───── Records supplied
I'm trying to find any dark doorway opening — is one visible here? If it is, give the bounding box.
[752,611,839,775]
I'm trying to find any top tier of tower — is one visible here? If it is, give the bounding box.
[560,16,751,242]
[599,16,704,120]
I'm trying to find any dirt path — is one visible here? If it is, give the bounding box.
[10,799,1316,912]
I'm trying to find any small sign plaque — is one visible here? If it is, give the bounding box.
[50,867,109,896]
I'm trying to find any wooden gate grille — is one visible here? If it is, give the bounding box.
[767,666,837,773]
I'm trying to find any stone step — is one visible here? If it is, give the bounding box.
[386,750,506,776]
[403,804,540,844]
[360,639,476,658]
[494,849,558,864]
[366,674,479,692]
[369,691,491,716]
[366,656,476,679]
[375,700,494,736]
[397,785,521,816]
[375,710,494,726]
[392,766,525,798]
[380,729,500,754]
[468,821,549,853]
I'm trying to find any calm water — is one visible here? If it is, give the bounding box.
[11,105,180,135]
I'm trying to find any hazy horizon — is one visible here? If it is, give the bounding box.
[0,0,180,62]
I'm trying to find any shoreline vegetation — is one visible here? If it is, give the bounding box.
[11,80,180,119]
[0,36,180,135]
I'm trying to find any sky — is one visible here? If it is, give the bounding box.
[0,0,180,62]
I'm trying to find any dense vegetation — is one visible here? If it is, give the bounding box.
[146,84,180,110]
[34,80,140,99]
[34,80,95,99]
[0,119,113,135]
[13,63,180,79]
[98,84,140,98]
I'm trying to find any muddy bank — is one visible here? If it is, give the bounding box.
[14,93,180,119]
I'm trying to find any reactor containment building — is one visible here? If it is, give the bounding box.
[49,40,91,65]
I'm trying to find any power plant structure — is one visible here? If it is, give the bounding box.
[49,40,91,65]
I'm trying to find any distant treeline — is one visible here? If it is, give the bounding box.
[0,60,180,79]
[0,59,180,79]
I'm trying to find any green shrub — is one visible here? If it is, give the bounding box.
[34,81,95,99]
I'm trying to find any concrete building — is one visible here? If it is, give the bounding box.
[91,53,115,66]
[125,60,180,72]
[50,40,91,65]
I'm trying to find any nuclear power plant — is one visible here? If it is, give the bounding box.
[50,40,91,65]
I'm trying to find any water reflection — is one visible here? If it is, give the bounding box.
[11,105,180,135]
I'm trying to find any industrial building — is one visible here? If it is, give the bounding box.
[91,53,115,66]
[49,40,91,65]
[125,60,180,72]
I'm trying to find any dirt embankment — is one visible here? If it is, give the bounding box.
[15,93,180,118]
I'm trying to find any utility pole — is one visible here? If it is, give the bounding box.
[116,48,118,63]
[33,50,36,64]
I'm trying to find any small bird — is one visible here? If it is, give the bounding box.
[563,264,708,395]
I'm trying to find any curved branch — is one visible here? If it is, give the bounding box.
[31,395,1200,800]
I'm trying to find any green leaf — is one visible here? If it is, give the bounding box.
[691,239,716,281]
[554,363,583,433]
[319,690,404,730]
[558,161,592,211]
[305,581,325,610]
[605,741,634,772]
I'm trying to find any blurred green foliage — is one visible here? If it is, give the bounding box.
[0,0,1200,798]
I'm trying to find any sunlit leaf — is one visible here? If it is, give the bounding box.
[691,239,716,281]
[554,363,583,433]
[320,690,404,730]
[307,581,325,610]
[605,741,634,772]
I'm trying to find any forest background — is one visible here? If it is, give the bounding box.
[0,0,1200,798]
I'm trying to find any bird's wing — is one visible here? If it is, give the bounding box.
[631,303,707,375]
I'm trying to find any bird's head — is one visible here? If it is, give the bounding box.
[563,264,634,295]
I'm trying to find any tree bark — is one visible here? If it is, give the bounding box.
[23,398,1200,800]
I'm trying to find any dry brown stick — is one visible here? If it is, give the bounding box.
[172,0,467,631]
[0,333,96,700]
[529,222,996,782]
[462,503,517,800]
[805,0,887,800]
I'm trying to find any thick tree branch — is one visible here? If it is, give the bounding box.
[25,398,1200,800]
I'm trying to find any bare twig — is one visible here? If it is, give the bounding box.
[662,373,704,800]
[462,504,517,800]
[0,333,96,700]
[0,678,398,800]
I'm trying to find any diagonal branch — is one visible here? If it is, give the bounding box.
──────────
Task directions: Copy the rows above without changes, from the line with "I'm trying to find any stone" up to and including the line with "[14,93,180,119]".

Final result:
I'm trying to find any stone step — is one visible here? If it is, give the bounding box.
[386,750,506,776]
[403,804,540,844]
[360,639,476,658]
[494,849,558,864]
[366,674,479,692]
[369,691,491,716]
[366,656,476,679]
[375,700,494,736]
[397,785,521,816]
[375,710,494,726]
[392,766,525,798]
[380,729,500,754]
[468,821,549,853]
I'm trying to find any calm water — is one visible here? If it is, give the bounding box.
[11,105,180,135]
I'm trying to find any hazy horizon — is one visible here? If it is, give the bounding box.
[0,0,180,62]
I'm trying to find any shoreline vegetation — is one visible here? If it is, give the bounding box.
[11,80,180,119]
[0,36,180,135]
I'm trying to find any sky — is one visible here? If it is, give the bounding box.
[0,0,180,62]
I'm trying to find any dense vegetation — is one visible here? If it is, give the bounding box.
[146,84,180,110]
[34,80,140,99]
[34,80,95,99]
[0,119,113,135]
[13,63,180,79]
[98,84,140,98]
I'm trying to find any muddy bank — is one visible here? If it is, give the bounding box.
[14,93,180,119]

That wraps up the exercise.